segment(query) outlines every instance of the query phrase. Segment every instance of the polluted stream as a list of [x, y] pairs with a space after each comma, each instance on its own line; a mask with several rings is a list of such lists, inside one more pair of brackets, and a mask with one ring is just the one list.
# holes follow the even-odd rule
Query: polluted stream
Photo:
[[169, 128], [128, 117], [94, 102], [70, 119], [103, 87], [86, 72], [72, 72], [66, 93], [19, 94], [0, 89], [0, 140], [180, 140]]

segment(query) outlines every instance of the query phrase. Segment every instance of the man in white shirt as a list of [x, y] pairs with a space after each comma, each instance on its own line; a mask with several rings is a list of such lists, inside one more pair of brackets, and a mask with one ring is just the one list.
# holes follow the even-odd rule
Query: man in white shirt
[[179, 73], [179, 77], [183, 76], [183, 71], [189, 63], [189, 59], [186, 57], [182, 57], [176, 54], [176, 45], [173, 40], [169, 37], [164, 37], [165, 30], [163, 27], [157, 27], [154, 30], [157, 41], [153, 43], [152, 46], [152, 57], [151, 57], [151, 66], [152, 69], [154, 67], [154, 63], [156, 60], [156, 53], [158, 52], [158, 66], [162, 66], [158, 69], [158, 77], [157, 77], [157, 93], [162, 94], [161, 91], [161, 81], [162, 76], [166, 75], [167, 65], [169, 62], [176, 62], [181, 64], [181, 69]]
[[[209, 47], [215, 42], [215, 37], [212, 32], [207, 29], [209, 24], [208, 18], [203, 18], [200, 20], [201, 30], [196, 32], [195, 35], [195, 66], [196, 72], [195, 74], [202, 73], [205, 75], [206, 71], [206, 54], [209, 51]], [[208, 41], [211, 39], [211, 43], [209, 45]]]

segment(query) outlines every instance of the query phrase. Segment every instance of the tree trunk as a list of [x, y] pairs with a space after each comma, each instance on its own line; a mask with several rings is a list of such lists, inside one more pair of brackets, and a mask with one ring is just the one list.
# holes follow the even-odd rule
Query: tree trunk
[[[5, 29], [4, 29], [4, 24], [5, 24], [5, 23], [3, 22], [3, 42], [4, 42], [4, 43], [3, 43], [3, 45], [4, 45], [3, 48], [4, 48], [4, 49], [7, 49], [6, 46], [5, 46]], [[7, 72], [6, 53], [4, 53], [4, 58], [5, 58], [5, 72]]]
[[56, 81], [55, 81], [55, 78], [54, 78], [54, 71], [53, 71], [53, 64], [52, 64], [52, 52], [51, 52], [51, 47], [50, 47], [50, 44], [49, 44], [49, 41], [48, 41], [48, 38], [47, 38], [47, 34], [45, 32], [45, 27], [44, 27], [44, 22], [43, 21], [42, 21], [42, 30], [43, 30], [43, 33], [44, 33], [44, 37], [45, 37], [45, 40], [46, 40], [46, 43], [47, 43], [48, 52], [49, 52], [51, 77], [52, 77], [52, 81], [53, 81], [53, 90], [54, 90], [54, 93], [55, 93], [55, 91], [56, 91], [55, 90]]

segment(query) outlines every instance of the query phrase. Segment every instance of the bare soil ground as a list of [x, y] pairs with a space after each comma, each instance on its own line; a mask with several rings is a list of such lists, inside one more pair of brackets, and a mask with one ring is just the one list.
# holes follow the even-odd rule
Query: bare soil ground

- Your goal
Write out the full listing exactly as given.

- Reply
segment(query) outlines every instance of the query phrase. Segment every instance of the polluted stream as a list of [x, y] pairs with a space after each comma, each instance on its own line; a mask with several rings is a list of such lists, inside one more pair of brackets, and a mask with one ring is just the one list.
# holes follow the even-odd rule
Query: polluted stream
Photo:
[[169, 128], [128, 117], [94, 102], [70, 119], [103, 87], [86, 72], [72, 72], [66, 93], [19, 94], [0, 89], [0, 140], [180, 140]]

segment(query) outlines every instance of the query phrase. Segment every instance of the man in white shirt as a list of [x, y] pairs with a space after each comma, each instance on its own line; a mask with several rings is a list of such lists, inside one more pair of brackets, and a mask with one ring is just the one list.
# holes follow the even-odd rule
Query: man in white shirt
[[179, 73], [179, 77], [183, 76], [183, 71], [189, 63], [189, 59], [186, 57], [182, 57], [176, 54], [176, 45], [173, 40], [169, 37], [164, 37], [165, 30], [163, 27], [157, 27], [154, 30], [157, 41], [153, 43], [152, 46], [152, 57], [151, 57], [151, 66], [152, 69], [154, 67], [154, 63], [156, 60], [156, 53], [158, 52], [158, 66], [162, 66], [158, 69], [158, 77], [157, 77], [157, 93], [162, 94], [161, 91], [161, 81], [162, 76], [166, 75], [167, 65], [169, 62], [176, 62], [181, 64], [181, 69]]
[[[209, 47], [215, 42], [215, 37], [212, 32], [207, 29], [209, 24], [208, 18], [203, 18], [200, 20], [201, 30], [196, 32], [195, 35], [195, 66], [196, 72], [195, 74], [202, 73], [205, 75], [206, 71], [206, 54], [209, 51]], [[208, 41], [211, 39], [211, 43], [209, 45]]]

segment(query) outlines every instance of the query phrase. Segment every instance of the tree trunk as a list of [x, y] pairs with a space after each comma, each instance on its own line; a mask with several rings is a list of such lists, inside one more pair of brackets, and a mask with one ring is just the one list.
# holes follow the even-odd rule
Query: tree trunk
[[[5, 29], [4, 29], [4, 24], [5, 24], [5, 23], [3, 22], [3, 42], [4, 42], [4, 43], [3, 43], [3, 45], [4, 45], [3, 48], [4, 48], [4, 49], [7, 49], [6, 46], [5, 46]], [[7, 72], [6, 53], [4, 53], [4, 58], [5, 58], [5, 72]]]
[[56, 81], [55, 81], [55, 78], [54, 78], [54, 71], [53, 71], [53, 64], [52, 64], [52, 52], [51, 52], [51, 47], [50, 47], [50, 44], [49, 44], [49, 41], [48, 41], [48, 38], [47, 38], [47, 34], [45, 32], [45, 27], [44, 27], [44, 22], [43, 21], [42, 21], [42, 30], [43, 30], [43, 33], [44, 33], [44, 37], [45, 37], [45, 40], [46, 40], [46, 43], [47, 43], [48, 52], [49, 52], [51, 77], [52, 77], [52, 81], [53, 81], [53, 90], [54, 90], [54, 93], [55, 93], [55, 91], [56, 91], [55, 90]]

segment(query) outlines every instance of the query phrase. Segment every instance of the bare soil ground as a list of [x, y] pairs with a space after each comma, each instance on its own line; a mask with several rings is a list of such lists, inside one more pair of brackets, and a mask with one ring is just the one list.
# holes follow the even-odd rule
Query: bare soil ground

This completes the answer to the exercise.